### DATA SECTION ###

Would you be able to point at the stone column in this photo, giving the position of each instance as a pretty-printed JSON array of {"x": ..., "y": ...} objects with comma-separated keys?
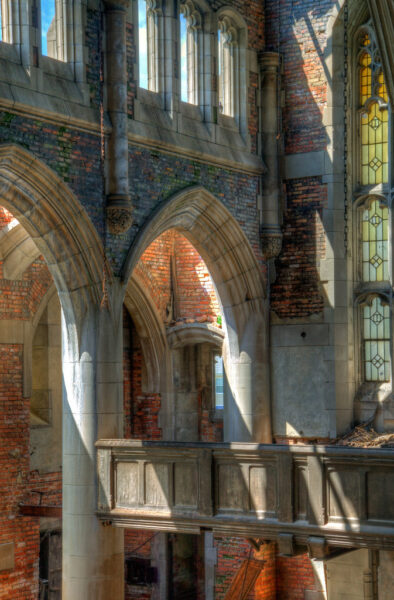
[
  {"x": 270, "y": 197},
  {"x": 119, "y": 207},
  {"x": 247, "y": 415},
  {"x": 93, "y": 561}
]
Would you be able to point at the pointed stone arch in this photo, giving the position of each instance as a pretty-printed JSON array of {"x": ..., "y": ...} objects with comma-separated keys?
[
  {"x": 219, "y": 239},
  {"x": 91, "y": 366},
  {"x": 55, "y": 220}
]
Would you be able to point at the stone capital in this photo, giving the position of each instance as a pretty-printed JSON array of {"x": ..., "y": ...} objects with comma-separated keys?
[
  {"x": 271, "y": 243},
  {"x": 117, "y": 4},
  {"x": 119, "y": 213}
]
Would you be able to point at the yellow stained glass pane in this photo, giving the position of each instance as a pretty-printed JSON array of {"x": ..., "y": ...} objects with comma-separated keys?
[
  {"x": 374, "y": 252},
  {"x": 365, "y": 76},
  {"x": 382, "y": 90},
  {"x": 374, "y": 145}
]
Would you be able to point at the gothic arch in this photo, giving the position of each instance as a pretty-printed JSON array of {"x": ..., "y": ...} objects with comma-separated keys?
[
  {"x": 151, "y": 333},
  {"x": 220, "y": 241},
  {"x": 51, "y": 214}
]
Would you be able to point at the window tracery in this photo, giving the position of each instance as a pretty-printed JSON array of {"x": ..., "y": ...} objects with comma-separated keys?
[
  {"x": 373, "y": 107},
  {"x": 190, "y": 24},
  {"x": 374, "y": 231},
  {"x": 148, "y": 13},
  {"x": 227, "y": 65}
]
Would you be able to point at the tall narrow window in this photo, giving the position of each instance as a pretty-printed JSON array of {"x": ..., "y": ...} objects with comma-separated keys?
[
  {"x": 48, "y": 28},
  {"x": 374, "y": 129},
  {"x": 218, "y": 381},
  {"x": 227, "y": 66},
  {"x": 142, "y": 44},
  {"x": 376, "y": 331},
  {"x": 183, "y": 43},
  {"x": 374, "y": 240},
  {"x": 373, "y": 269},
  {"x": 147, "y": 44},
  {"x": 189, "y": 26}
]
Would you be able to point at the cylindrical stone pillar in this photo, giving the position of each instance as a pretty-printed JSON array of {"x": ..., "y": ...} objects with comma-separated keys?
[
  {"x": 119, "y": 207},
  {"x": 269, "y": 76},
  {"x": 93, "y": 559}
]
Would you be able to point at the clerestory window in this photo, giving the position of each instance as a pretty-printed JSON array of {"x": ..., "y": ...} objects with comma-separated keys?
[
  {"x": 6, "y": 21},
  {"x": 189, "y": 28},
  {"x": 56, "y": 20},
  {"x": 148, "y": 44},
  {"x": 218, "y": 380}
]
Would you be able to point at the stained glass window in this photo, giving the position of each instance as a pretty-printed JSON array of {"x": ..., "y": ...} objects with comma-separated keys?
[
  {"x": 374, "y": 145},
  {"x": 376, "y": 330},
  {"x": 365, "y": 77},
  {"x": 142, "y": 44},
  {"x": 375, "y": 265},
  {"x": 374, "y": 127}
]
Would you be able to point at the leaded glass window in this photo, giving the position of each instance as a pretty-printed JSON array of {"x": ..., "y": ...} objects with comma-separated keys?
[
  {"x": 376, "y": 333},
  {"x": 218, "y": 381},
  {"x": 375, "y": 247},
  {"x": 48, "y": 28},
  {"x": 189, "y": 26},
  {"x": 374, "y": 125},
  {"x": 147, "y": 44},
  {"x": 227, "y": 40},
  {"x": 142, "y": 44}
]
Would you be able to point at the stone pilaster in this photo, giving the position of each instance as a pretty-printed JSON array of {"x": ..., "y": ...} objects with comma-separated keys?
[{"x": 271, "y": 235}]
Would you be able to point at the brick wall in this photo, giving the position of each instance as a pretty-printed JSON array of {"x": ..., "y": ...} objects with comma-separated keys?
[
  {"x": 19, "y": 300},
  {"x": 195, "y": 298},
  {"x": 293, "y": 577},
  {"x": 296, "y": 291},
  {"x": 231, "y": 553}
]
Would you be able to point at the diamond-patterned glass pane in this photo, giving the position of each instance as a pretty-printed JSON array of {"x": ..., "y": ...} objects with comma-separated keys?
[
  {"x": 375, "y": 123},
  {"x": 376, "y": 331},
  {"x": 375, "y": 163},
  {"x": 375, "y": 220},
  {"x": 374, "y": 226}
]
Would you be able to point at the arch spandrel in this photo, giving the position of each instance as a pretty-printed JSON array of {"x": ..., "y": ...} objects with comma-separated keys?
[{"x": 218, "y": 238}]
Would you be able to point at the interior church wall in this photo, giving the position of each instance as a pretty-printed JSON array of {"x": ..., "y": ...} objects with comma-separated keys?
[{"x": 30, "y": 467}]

###

AIM ▸
Convert the rows into a Markdown table with columns named "Number" and "Text," one line per table row, skipping blank lines. Begin at the line that has "Would you be able to point at the brick" and stop after the last line of the rows.

RESULT OF THIS TASK ▸
| Number | Text |
|---|---|
| 1 | Would you be able to point at the brick wall in this photo, giving the position of each instance as a pretty-printed JSON array of {"x": ..., "y": ...} objects with comma-separated keys? |
| 2 | [ |
| 3 |   {"x": 19, "y": 300}, |
| 4 |   {"x": 195, "y": 298}, |
| 5 |   {"x": 293, "y": 577}, |
| 6 |   {"x": 296, "y": 291}, |
| 7 |   {"x": 231, "y": 553} |
| 8 | ] |
| 9 | Would you be able to point at the diamond-patterned glass pane in this photo, giving the position of each instance as a pretty-printed JSON array of {"x": ..., "y": ...} objects with comma-separated keys? |
| 10 | [ |
| 11 |   {"x": 375, "y": 123}, |
| 12 |   {"x": 376, "y": 331}, |
| 13 |   {"x": 375, "y": 163}, |
| 14 |   {"x": 375, "y": 220}, |
| 15 |   {"x": 374, "y": 226} |
| 16 | ] |
| 17 | Would you be able to point at the arch spandrel in this photo, giving the position of each instance as a pretty-printed JSON array of {"x": ..., "y": ...} objects with comma-separated keys? |
| 18 | [{"x": 218, "y": 238}] |
| 19 | Would you be able to point at the interior church wall in this photo, giving the position of each instance as a pretty-printed JSON array of {"x": ..., "y": ...} objects with comma-separated keys? |
| 20 | [{"x": 30, "y": 467}] |